**ABOUT THIS EXERCISE**. Can you pull out every line below that contains the string "positive"?

EXERCISE DATA section start

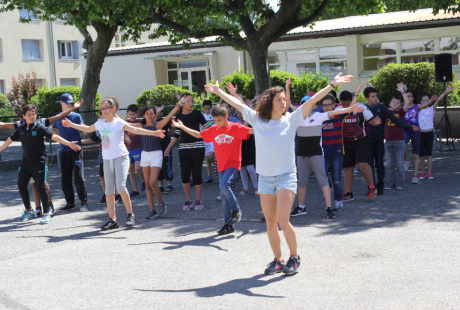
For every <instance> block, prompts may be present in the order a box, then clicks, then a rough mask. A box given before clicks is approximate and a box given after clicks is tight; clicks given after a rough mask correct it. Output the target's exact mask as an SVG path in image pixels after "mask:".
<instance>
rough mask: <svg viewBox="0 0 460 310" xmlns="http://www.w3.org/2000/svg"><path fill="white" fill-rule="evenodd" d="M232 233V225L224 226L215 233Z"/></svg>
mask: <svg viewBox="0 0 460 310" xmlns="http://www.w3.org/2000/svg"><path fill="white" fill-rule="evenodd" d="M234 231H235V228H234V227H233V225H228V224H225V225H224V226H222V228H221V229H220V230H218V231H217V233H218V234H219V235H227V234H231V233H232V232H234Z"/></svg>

EXERCISE DATA section end
EXERCISE DATA section start

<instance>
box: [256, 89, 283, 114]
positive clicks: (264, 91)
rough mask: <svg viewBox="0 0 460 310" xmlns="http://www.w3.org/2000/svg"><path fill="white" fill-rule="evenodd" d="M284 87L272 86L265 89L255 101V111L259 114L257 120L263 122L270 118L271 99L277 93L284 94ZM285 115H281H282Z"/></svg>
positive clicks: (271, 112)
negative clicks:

EXERCISE DATA section end

**WORKED SOLUTION**.
positive clicks: (264, 91)
positive clicks: (271, 112)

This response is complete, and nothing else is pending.